Requirement: Rewrite all of the material below, changing every "bounding box" to "rectangle" and leaving everything else the same. Don't include the pictures.

Listed records:
────────────────────

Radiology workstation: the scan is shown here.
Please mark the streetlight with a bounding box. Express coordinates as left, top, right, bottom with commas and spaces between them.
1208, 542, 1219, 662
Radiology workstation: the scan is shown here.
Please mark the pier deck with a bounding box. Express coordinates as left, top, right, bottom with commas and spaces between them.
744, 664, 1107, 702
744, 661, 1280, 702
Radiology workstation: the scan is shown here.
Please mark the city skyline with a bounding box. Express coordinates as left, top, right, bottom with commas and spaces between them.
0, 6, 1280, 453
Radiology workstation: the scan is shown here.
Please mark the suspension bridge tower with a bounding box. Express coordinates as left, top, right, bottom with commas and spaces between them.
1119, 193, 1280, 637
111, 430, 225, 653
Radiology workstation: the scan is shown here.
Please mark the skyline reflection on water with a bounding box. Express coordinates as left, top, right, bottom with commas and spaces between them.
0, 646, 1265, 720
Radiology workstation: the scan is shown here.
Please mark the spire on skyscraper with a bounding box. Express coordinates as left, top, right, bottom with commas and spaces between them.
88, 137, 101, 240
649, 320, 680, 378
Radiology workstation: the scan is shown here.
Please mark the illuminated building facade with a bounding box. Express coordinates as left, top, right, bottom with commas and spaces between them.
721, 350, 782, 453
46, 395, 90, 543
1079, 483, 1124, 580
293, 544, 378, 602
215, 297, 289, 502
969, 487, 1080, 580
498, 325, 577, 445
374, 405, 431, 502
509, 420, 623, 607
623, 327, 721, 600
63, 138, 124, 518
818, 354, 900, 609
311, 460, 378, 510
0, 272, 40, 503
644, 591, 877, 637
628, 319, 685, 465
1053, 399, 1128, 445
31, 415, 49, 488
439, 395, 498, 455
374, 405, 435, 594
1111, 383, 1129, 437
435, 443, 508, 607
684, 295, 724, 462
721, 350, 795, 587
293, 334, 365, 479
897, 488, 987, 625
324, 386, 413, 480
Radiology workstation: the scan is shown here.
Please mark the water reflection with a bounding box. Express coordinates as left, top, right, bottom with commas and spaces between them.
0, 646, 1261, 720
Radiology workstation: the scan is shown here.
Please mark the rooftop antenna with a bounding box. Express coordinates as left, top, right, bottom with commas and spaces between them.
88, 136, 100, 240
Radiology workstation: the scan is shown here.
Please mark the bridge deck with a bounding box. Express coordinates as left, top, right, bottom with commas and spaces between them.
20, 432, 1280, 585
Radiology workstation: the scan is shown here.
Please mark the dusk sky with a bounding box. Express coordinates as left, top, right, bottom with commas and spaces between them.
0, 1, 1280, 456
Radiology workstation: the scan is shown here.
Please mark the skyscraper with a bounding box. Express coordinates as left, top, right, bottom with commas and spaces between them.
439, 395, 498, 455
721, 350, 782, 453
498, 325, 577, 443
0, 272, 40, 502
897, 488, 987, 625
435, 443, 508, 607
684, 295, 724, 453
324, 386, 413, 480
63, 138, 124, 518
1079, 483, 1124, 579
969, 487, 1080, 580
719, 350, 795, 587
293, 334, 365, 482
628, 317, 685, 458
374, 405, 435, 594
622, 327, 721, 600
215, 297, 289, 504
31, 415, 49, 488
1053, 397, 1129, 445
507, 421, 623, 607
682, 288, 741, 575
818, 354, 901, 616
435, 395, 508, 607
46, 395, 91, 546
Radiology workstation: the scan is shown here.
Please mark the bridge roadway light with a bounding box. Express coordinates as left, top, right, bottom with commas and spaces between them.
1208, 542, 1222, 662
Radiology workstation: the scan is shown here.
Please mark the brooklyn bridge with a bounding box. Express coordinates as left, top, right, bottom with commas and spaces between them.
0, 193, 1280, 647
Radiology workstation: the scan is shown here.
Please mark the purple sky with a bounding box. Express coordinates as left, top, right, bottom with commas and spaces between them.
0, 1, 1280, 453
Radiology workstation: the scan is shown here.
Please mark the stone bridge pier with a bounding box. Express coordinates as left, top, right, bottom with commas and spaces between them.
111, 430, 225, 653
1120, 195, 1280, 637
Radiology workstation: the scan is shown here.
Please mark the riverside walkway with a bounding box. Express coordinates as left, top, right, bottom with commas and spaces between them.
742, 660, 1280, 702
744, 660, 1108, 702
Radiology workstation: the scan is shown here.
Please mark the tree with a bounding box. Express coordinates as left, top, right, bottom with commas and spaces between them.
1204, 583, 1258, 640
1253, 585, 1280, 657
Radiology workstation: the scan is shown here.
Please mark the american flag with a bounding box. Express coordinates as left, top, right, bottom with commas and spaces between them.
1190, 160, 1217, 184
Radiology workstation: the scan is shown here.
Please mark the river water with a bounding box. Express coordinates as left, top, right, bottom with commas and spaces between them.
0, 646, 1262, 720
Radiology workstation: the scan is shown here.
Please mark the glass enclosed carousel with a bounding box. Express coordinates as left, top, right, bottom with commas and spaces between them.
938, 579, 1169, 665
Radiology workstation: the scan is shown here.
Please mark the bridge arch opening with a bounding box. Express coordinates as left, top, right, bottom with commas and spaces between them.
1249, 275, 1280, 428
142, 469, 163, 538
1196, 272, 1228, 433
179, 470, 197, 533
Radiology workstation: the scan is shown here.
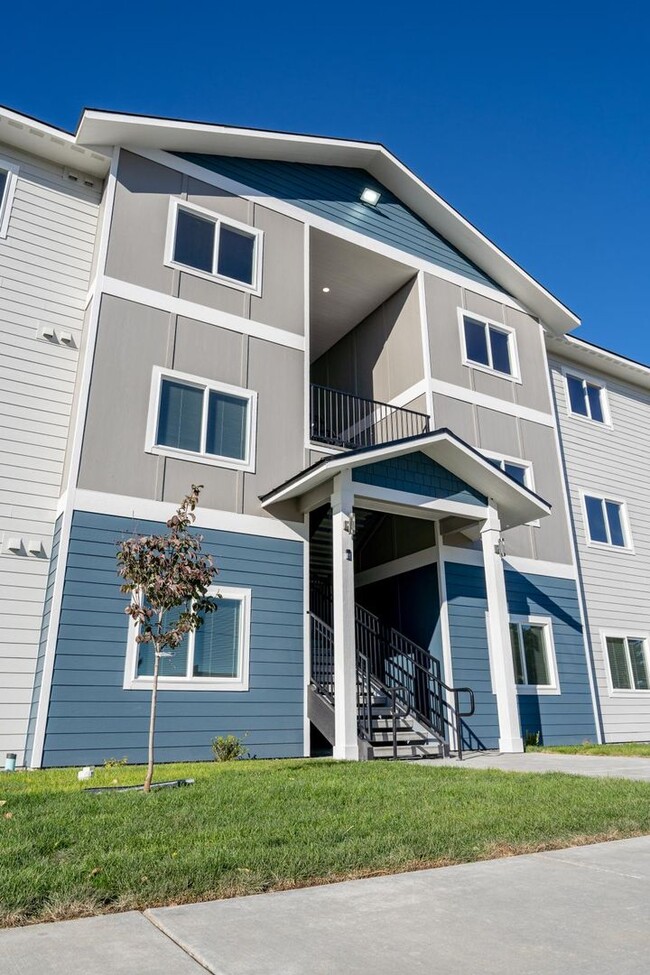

────────────────────

Solved problem:
Radiology workstation: the scan is shown here.
Please mark the streetlight with a rectangle. Express coordinates as left, top, right, bottom with commas and spaces between them.
1208, 542, 1219, 662
Radiology workstation: the scan is shown here.
Please mark the pier deck with a rectangle. Express coordinates as left, top, right, bottom with commas and spaces between them.
744, 664, 1107, 702
744, 661, 1280, 702
Radiology workstation: the scan is shown here.
Please mark the city skyline with a rectangle. Express coordinates as left, top, right, bottom with commas and spaces between them.
0, 6, 1280, 453
Radiology workstation: the scan is shown here.
Please mark the suspension bridge tower with a rectangle. Express coordinates as left, top, right, bottom with commas and spaces between them.
1119, 193, 1280, 637
111, 430, 225, 653
Radiology workstation: the scan is shown here.
Please mark the skyline reflection on water with a rectangle. Express coordinates as left, top, right, bottom with commas and spaces between them.
0, 646, 1265, 720
Radiology workstation: the scan is shown here.
Please mark the spire on skyscraper with a rectangle. Express coordinates as left, top, right, bottom with commas and spaces between them.
88, 137, 101, 240
649, 320, 680, 378
Radiology workstation: the scan is shown here.
Please mark the illuminated building facade with a rectangle. Express coordinates as left, top, right, bottom with commas and spaces between them.
721, 350, 782, 453
46, 395, 90, 543
1079, 483, 1124, 580
293, 544, 378, 602
215, 297, 289, 502
969, 487, 1080, 580
498, 325, 577, 445
374, 405, 431, 502
509, 420, 623, 607
623, 327, 721, 600
63, 138, 124, 518
818, 354, 900, 609
311, 460, 378, 510
0, 272, 40, 503
644, 591, 877, 637
628, 319, 685, 465
1053, 399, 1128, 445
31, 415, 49, 488
439, 395, 498, 455
374, 405, 435, 594
1111, 383, 1129, 437
435, 443, 508, 607
684, 295, 724, 462
721, 350, 795, 587
293, 334, 365, 479
897, 488, 987, 625
324, 386, 413, 480
Radiology workstation: the scan is shown here.
Please mark the water reflection with a rectangle. Express coordinates as left, top, right, bottom with commas and spaces between them.
0, 646, 1261, 720
Radiology workstation: the scan is shown here.
Please mark the rooftop antenna with a rectangle. Express coordinates as left, top, right, bottom with commas and spaces between them.
88, 136, 100, 240
Radiology workstation: the scan is shown here.
Please mark the bridge deck with a rectangle. Express coordinates as left, top, right, bottom with commas and spaces between them.
20, 432, 1280, 585
Radiology workstation: the scan is shown here.
Please mark the dusk sky with a rectangle. Express coordinates as left, top, right, bottom with commas and spaces between them.
0, 1, 1280, 456
Radiology workstation: the scan is shown here.
Please mark the skyscraper with a rectangle. Express coordinates as left, top, right, bottom with commas and spaces between them.
439, 395, 498, 455
721, 350, 782, 453
498, 325, 577, 443
0, 272, 40, 502
897, 488, 987, 625
435, 443, 508, 607
684, 295, 724, 453
324, 386, 413, 480
63, 138, 124, 518
1079, 483, 1124, 579
969, 487, 1080, 580
719, 350, 795, 587
293, 334, 365, 482
628, 317, 685, 458
374, 405, 435, 594
622, 327, 721, 600
215, 297, 289, 504
31, 415, 49, 488
1053, 397, 1129, 445
507, 421, 623, 607
682, 288, 741, 575
818, 354, 901, 616
435, 395, 508, 607
46, 395, 91, 546
Radiology workstation: the scan is shown here.
Please mark the bridge roadway light with a rectangle. Express coordinates as left, top, right, bottom with commas and spaces between them.
1208, 542, 1222, 662
Radiology workstation: the scan is shown here.
Please mark the brooklyn bridge with a rectangle. Express coordinates as left, top, right, bottom with commas and spaces between them.
0, 193, 1280, 647
Radiology workstation: the scan is shown here.
Please mark the purple sky with a rectangle. Express coordinates as left, top, right, bottom with commas and spaces between them.
0, 1, 1280, 453
Radiology workstation: the scan is shown here.
Please mark the stone bridge pier with a rectangle. Express coordinates as left, top, right, bottom with commas and spaces between them.
111, 430, 225, 653
1120, 195, 1280, 637
Radiology workstation: the scan is shown here.
Please mark the riverside walkway with a rectangle. Express coordinates as left, top, right, bottom with commas and spaces between them.
742, 660, 1280, 702
744, 660, 1108, 702
Radiology workstation: the scan is shown here.
Please mark the tree with a rectangle. Express coordinates as left, top, right, bottom with commas and spaces between them.
1204, 583, 1258, 640
1253, 585, 1280, 657
Radiology workstation: the scan is shown here.
Please mark the american flag with a rectangle. Express coordinates as left, top, right, bottom with commas and spaces between them.
1190, 160, 1217, 184
Radiology workstation: the scan is shown here.
Please mark the river water with a rectangle. Express coordinates as left, top, right, bottom with commas and spaces between them.
0, 646, 1262, 720
Radiology workstation: the scan is shown here.
Please mark the glass enclosed carousel with a rectangle. Express coordinates as left, top, right, bottom with commas and spaces between them.
938, 579, 1169, 665
Radiology workstation: the scan is shown here.
Please mark the bridge arch opening with a rectangle. Express coordinates as left, top, right, bottom with commas and spaces between them.
1249, 275, 1280, 428
142, 469, 163, 538
1196, 272, 1228, 433
179, 470, 197, 533
Radiology workstation: the scan is shown here.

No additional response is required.